▶ [Dataset entries]:

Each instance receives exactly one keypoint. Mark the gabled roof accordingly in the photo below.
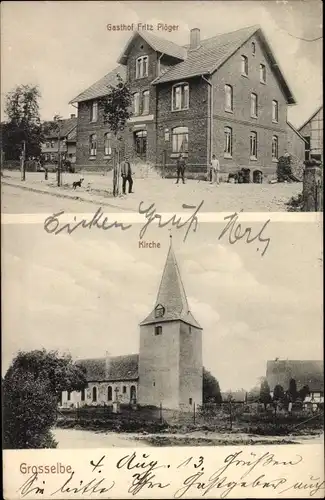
(295, 130)
(100, 88)
(311, 117)
(171, 295)
(309, 373)
(158, 44)
(68, 125)
(211, 53)
(214, 52)
(119, 368)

▶ [To do]:
When you output the listing, reproduce it exactly but drop its pictures.

▶ [Written answer]:
Each instance receives exactly one keypoint. Mark the gabled roof accordingly in the photo below.
(295, 130)
(100, 88)
(311, 117)
(171, 295)
(309, 373)
(158, 44)
(68, 125)
(211, 53)
(214, 52)
(119, 368)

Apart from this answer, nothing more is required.